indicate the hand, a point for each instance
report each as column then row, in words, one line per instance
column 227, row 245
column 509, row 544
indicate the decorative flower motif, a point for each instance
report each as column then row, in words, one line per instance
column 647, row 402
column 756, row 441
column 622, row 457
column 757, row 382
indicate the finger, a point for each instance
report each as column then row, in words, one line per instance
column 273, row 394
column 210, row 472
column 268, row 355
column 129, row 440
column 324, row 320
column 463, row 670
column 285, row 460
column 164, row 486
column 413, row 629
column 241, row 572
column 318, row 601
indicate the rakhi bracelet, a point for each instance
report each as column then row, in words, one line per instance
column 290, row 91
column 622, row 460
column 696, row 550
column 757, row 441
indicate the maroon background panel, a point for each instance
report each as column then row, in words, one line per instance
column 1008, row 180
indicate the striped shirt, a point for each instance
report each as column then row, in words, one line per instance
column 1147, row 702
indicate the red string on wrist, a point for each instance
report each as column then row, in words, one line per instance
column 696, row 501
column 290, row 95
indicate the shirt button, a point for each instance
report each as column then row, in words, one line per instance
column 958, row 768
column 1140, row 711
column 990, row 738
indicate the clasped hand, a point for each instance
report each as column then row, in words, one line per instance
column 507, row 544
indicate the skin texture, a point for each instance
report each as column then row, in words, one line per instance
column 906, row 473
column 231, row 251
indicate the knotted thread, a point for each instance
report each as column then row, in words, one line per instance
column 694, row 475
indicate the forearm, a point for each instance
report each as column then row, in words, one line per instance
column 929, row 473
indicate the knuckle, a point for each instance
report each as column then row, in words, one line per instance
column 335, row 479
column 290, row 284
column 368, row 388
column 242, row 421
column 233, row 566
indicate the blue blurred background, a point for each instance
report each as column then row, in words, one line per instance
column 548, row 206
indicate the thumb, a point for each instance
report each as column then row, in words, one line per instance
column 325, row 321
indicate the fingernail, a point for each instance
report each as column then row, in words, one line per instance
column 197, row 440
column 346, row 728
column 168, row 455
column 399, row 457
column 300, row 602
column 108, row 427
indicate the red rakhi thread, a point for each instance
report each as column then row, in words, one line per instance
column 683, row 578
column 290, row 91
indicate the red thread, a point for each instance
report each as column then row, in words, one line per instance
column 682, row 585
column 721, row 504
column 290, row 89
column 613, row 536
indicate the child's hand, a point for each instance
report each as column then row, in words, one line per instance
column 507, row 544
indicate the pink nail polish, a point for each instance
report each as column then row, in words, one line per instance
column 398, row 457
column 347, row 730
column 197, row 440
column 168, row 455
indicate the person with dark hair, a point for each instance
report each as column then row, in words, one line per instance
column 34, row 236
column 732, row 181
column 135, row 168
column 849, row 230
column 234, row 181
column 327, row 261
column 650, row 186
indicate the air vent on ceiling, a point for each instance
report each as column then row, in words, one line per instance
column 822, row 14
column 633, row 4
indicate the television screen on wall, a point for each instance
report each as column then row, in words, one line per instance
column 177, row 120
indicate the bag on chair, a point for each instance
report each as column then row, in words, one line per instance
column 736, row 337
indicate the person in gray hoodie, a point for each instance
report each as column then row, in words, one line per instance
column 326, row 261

Set problem
Copy the lines above word for word.

Written answer
indicate the hand, a point for each instance
report each as column then row, in words, one line per instance
column 227, row 245
column 509, row 544
indicate the decorative flower motif, a point for each instance
report each as column then row, in words, one line per instance
column 647, row 402
column 756, row 441
column 622, row 457
column 757, row 382
indicate the finger, a point for each instance
report each as column then row, in words, one line per instance
column 273, row 394
column 210, row 472
column 268, row 355
column 129, row 440
column 324, row 320
column 463, row 670
column 285, row 460
column 164, row 486
column 413, row 629
column 241, row 572
column 318, row 601
indicate the rakhi bracelet, a point for each instance
report each as column then row, in words, one line per instance
column 290, row 91
column 622, row 460
column 696, row 550
column 757, row 441
indicate the maroon background panel, a point for each instance
report each as column then row, in words, one line per instance
column 1008, row 180
indicate the striped shirt, a point for each instance
report each as column then row, in words, one line per instance
column 1147, row 702
indicate the red string on wrist, a point for each instance
report each as column then row, in words, one line per instance
column 696, row 501
column 290, row 95
indicate the shirt button, a point for each instance
report each as column then row, in words, one line per instance
column 958, row 768
column 1140, row 711
column 990, row 738
indicate the clasped hand, a point for each instance
report each as column then row, in words, one line per instance
column 507, row 544
indicate the skin texture, a point for each instance
report each as column then row, in words, one line per instance
column 906, row 473
column 231, row 251
indicate the knotted thread, a point for each instance
report each as column then row, in words, one line per instance
column 694, row 475
indicate the forearm, a point for each instance
report each as column then row, in words, one line per instance
column 929, row 473
indicate the knuckle, a point for each instance
report each as column then row, in words, one line per instance
column 335, row 479
column 290, row 284
column 368, row 388
column 242, row 421
column 233, row 566
indicate the blue blurred background, a point for each instance
report each as column then row, in words, one line per instance
column 548, row 206
indicate the thumb, a point for each instance
report each as column then row, in words, one line per instance
column 325, row 321
indicate the fingernail, a point for each instance
report each as column then row, in words, one line per instance
column 197, row 440
column 346, row 728
column 168, row 455
column 399, row 457
column 300, row 602
column 108, row 427
indicate the red rakhi thread, a point for each instance
report each as column then row, in words, one line per instance
column 683, row 578
column 290, row 91
indicate the red thread, a point for each instance
report each as column then row, in words, one line per instance
column 682, row 585
column 721, row 504
column 290, row 89
column 613, row 536
indicate the child's hand, a point for each instance
report each as column then row, in words, one line per instance
column 507, row 544
indicate the pink nail polish, a point for each instance
report each as column then row, in words, one line per instance
column 398, row 457
column 347, row 730
column 197, row 440
column 168, row 455
indicate the person with dark hair, a point for each instance
report each as column then row, in words, one line per instance
column 34, row 236
column 732, row 181
column 135, row 168
column 849, row 230
column 234, row 181
column 327, row 261
column 650, row 186
indicate the air vent on ceiling, a point for each instance
report each as column then row, in words, one line per instance
column 822, row 14
column 633, row 4
indicate the television screen on wall, a point for each instance
report each as column then row, in words, one line per instance
column 177, row 120
indicate the bag on chair, a point for each instance
report each as column then row, in words, one line per instance
column 736, row 337
indicate the person in gray hoodie, a point for each instance
report each as column then row, in words, one line per instance
column 326, row 261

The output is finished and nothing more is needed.